[Provided text]:
▬▬▬▬▬▬▬▬▬▬

ON MARCH 10 I was working as a high school-level substitute teacher in Arlington's Woodlawn. The class I was teaching was no different from all the others I had taught -- it was talkative and unruly, and tested my patience.
As I tried to take attendance a student walked directly in front of me and loudly initiated a conversation with another student. I then made a mistake; I told the interrupting student to "shut up" rather than responding to his blatant rudeness with a polite "Excuse me, I'm trying to take attendance". (School administrators prefer that teachers respond politely to troublemakers, in the same way that Gandhi instructed his followers to peacefully march into the bayonets of British soldiers. A willingness to endure any insult is one of the few requirements for holding a job as a substitute teacher.)
The 16-year-old student -- we'll call him Joe -- was clearly amazed that a mere substitute teacher would demand silence. He turned, looked me straight in the face, and called me a word which this newspaper prefers not to print. The word is a common seven-letter profanity. The word itself is not important. What is important is that, in front of an assembled class, a student called a teacher an obscenity.
Now I'm no shrinking violet -- I've been called worse names before -- but never before had a student talked to me like we were drunks in a barroom brawl. I was momentarily in shock -- students simply do not call teachers obscenities, I thought.
"You're out of here" I said. (I had assumed that he was enrolled in my class; actually he had just wandered in to ask another student for money). He did not move. I put my hands on his shoulders to make it clear to him that he was going to leave the class. (Where he should never have been in the first place.) The kid, of medium height but bulky build, was not going to be pushed around. He faced off to me, putting his hands against my chest. Not only did Joe have no intention of leaving, he was still determined to ask his friend for money.
At this point I decided that not only was Joe going to leave the room, he was also going to the office to receive some sort of punishment. Once we had wrestled each other out of the room and into the hall, I attempted to wrestle him in the direction of the office. He made it clear to me that, short of my knocking him unconscious and throwing him over my shoulder, there was no way he was going to the office.
I sized the situation up: Joe was much shorter than me, but also much bulkier -- I wasn't really sure I could take him if it came to that. (I also wasn't used to making this sort of assessment, as I'm not in the habit of brawling with students.) I bluffed -- I told him he was going to the office, willing or not. But he knew the rules: "You touch me and you'll never work here again," he threatened. (Students these days may not be able to read or write, but they are fully cognizant of their protections under the legal system.)
Eventually, through a combination of cajolery and threats, but without ever striking, or even pushing the student, I managed to get him to the office. There we were referred to the head teacher, Mary McBride. In the manner of a parent refereeing a dispute between two children, she asked me to explain my side of the story and the student to explain his.
I told her what had happened. I also told her that I had no intention of debating the student regarding the relative merits of our actions. First of all, I had a class to return to. (When I did return all but a few students had left.) Second, I believe school administrators should support teachers, rather than serving as mediators between teachers and students. I left the head teacher telling her that I was not going to tolerate students calling teachers obscenities, and asking her to inform me as to what disciplinary action was going to be taken against the student.
At the end of the day the head teacher came down to my room to see me. She told me that I "may have violated some guidelines" regarding the touching of students, and that the principal wanted to see me. Suddenly I was the one in trouble for breaking rules.

▬▬▬▬▬▬▬▬▬▬

[Items]:
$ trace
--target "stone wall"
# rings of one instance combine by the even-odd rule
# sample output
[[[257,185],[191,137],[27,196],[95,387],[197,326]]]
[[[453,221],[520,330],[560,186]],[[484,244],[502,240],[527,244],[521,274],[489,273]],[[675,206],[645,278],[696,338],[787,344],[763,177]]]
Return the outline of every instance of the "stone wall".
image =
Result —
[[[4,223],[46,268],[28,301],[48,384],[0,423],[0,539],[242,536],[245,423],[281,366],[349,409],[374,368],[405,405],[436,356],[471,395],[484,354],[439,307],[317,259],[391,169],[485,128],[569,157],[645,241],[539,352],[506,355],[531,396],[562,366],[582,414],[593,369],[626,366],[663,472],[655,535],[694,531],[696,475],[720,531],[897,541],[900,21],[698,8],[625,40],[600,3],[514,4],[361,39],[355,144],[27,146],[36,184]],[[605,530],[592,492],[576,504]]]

▬▬▬▬▬▬▬▬▬▬

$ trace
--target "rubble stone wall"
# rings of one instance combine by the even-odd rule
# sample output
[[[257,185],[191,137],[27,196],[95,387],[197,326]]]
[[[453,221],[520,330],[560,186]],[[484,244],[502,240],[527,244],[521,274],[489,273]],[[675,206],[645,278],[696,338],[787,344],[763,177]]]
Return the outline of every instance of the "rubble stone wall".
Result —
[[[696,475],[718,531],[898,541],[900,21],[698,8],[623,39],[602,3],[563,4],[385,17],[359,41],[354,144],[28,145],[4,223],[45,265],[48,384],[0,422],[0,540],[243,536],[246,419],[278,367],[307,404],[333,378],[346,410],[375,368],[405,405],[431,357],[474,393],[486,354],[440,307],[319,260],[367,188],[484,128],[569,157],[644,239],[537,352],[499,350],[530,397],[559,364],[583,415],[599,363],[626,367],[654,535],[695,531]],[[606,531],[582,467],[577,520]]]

▬▬▬▬▬▬▬▬▬▬

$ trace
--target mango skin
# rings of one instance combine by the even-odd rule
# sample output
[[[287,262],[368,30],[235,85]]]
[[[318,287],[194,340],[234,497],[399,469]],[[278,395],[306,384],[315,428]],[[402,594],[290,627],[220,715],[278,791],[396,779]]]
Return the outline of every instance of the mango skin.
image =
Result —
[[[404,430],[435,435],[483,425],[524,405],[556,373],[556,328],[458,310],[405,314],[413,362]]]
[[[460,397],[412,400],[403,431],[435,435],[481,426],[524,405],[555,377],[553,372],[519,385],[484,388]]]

▬▬▬▬▬▬▬▬▬▬

[What you need to do]:
- a) Summarize the substitute teacher's account in two sentences.
- b) In the substitute teacher's account, who was the head teacher the two were referred to at the office?
- c) Rewrite the substitute teacher's account from "ON MARCH 10" to "tested my patience.", swapping "talkative" for "noisy".
The records are separate material, unrelated to the substitute teacher's account.

[Responses to the tasks]:
- a) While substitute teaching at Woodlawn on March 10, the writer told an interrupting student to "shut up," was called an obscenity, and wrestled with him before getting him to the office without ever striking or pushing him. The head teacher handled the matter like a dispute between two children, and at the end of the day she told the writer that they "may have violated some guidelines" on touching students and that the principal wanted to see them.

- b) Mary McBride.

- c)
ON MARCH 10 I was working as a high school-level substitute teacher in Arlington's Woodlawn. The class I was teaching was no different from all the others I had taught -- it was noisy and unruly, and tested my patience.